* _EXERCISE INSTRUCTIONS_
Write out exactly the lines running from the one that contains "yellow pollen, and" through the end of the material.

* _ENTRIES SUPPLIED_
— START —

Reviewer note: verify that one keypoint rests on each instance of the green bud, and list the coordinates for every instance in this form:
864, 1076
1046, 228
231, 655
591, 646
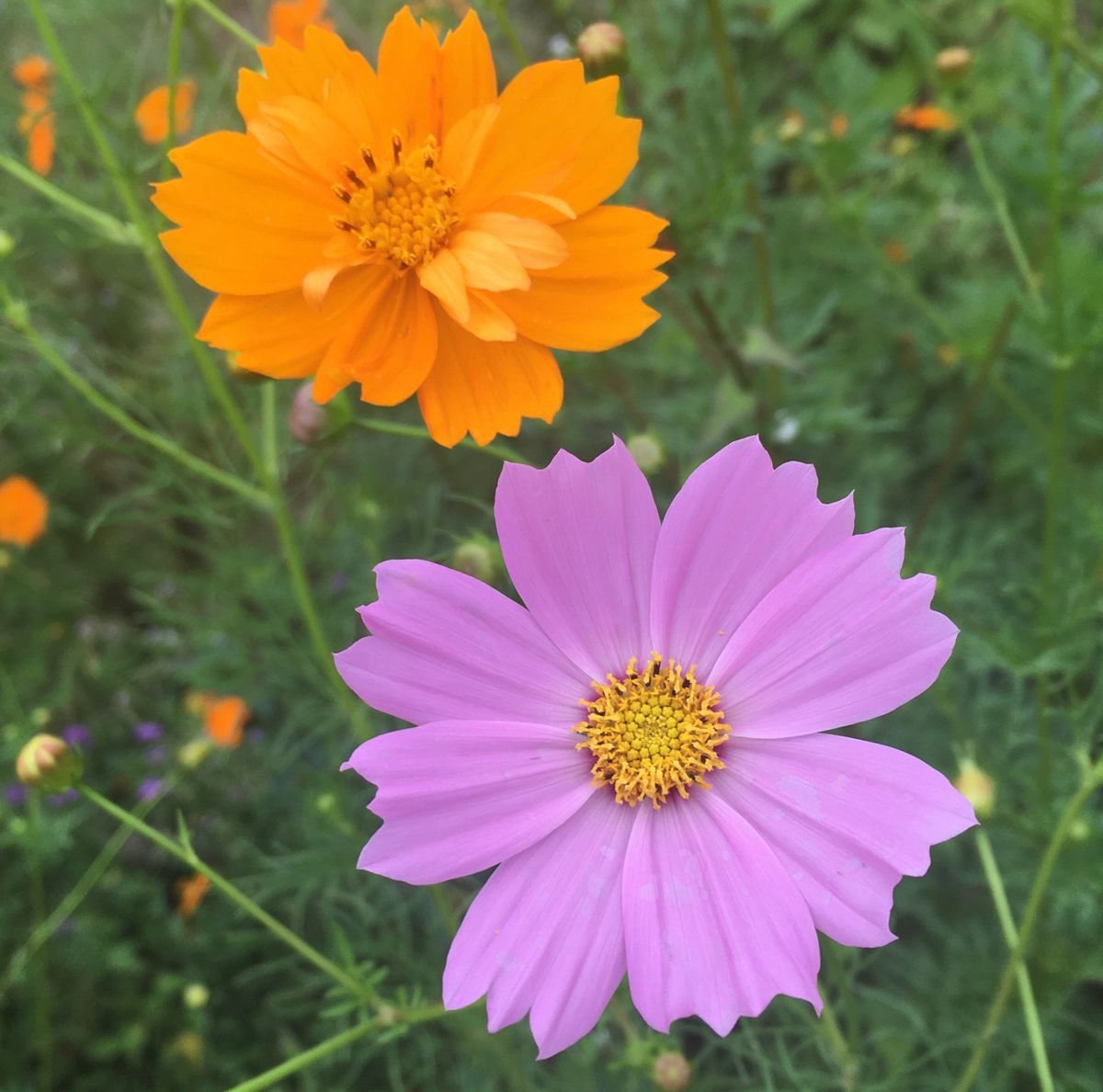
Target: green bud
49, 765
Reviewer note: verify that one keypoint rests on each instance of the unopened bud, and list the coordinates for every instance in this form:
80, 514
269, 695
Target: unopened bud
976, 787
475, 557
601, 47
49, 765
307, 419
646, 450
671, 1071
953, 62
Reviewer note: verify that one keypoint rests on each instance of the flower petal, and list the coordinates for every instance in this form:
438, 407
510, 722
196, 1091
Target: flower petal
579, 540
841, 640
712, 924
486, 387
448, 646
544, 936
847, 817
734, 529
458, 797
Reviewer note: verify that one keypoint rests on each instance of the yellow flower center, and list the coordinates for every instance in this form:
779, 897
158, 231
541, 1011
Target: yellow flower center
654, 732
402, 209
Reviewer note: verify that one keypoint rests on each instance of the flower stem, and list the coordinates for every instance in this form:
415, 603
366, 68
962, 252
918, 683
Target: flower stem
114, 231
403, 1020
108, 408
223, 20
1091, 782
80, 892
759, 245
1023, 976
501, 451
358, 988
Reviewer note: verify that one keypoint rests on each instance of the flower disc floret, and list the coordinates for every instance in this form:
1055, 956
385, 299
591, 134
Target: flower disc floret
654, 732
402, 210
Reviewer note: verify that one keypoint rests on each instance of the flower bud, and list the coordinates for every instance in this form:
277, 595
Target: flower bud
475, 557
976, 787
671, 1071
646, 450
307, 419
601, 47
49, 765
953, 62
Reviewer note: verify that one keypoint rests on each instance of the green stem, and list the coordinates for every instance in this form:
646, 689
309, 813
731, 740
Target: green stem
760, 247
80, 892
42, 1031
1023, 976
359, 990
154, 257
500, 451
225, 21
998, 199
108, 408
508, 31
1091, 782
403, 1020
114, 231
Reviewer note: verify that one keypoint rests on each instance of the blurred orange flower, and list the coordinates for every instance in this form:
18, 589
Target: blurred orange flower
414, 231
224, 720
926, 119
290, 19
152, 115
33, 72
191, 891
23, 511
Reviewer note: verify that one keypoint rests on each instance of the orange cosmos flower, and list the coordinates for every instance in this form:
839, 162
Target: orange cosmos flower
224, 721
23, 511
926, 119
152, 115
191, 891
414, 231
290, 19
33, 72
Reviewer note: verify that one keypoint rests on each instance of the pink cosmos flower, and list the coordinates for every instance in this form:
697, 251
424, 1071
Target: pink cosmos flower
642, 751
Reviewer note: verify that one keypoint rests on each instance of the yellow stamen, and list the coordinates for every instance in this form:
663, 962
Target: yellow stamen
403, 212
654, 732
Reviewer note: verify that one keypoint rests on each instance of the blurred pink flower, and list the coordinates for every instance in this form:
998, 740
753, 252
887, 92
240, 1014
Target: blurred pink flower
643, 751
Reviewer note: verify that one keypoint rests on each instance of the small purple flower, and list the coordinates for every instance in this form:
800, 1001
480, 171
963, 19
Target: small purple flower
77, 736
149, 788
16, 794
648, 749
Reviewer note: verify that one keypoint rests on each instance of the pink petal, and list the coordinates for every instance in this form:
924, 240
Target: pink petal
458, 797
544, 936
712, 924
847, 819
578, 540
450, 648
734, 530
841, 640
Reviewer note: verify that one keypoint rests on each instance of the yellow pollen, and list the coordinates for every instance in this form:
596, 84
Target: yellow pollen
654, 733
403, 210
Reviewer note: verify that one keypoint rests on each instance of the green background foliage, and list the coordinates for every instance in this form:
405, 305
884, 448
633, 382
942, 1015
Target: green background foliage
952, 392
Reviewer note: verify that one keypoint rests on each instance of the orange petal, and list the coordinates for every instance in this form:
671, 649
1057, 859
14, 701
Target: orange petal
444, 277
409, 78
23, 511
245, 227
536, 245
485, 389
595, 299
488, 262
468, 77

— END —

* _ANSWER FOR THIS EXERCISE_
Reviewer note: verify that one keypoint rests on each instance of the yellow pollen, and list the coordinates for every instance in this form:
596, 84
Target: yellow pollen
654, 733
403, 210
Reviewer note: verify that one keypoint rests on each instance of the green background foliage, and list the coordinates for every instance in this form:
405, 305
884, 448
633, 382
942, 1015
Target: green background foliage
952, 392
Reviewer note: verify that one keypoint rests on each instance of the orange petal, and list the coordinates for every instance in this form:
671, 649
1057, 859
14, 701
Target: orange petal
444, 277
409, 78
23, 511
245, 227
536, 245
485, 389
595, 299
488, 262
468, 77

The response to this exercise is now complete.